## What to do
• A. List every percentage given in the article on infections and CLL survival.
• B. Restate as a bulleted list the paragraph of the article on infections and CLL survival that begins "In a review of 9.5 years".
• C. Resume the article on infections and CLL survival at the point where it ends.

## Source text
Infectious complications halve survival rates despite advances in CLL therapy

Blood cancers

By Michael Woodhead

17 Jul 2018

Infectious complications continue to have a major impact on survival in patients with chronic lymphocytic leukaemia despite advances in immune therapy, haematologists  say.

Overall survival rates among CLL patients with infection are approximately half those of patients with no infection, according to a review of long term outcomes of patients treated by clinicians from the Department of Haematology, Royal North Shore Hospital, Sydney.

In a review of 9.5 years of follow up data for 150 patients with CLL, Dr Kyle Crassini and colleagues of the Chronic Lymphocytic Leukaemia Australian Research Consortium (CLLARC) found that 45% of patients had disease progression requiring treatment.

When they reviewed overall survival rates in terms of infectious complications, they found that at six years the  cumulative survival rates were around 40% for patients with infection and 80% for patients with no infection.

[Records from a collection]
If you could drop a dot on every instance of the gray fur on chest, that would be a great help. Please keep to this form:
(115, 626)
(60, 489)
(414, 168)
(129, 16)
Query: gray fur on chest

## Answer set
• A. 45%, around 40%, 80%

• B.
- Data reviewed: 9.5 years of follow-up for 150 patients with CLL
- Reviewers: Dr Kyle Crassini and colleagues of the Chronic Lymphocytic Leukaemia Australian Research Consortium (CLLARC)
- Finding: 45% of patients had disease progression requiring treatment

• C.
Writing in Haematologica, they say the findings mirror those of a recently published  Danish registry study covering 2905 CLL patients in which infection was found to be a major cause of mortality and morbidity.

The Danish study found that infections were common, with 23% of patients having an infection prior to treatment and 11% requiring treatment within a year of documented infection. Of those patients with an infectious complication, 10% died within 30 days and 35% died within a year.

Age, sex, Binet stage, Beta-2 microglobulin and unmutated IGHV were all associated with higher risk of infection, as were IgA, IgM and IgG deficiency.

The Australian authors note that treatment outcomes in CLL have been revolutionised by immune therapy regimens such as ibrutinib and venetoclax, but stress that the relationship between immune dysfunction and survival is still highly significant.

“These studies demonstrate that infection remains a major risk in CLL, with a highly significant impact on survival, and remains a challenge in the management of CLL in spite of the obvious advances in therapy,” they conclude.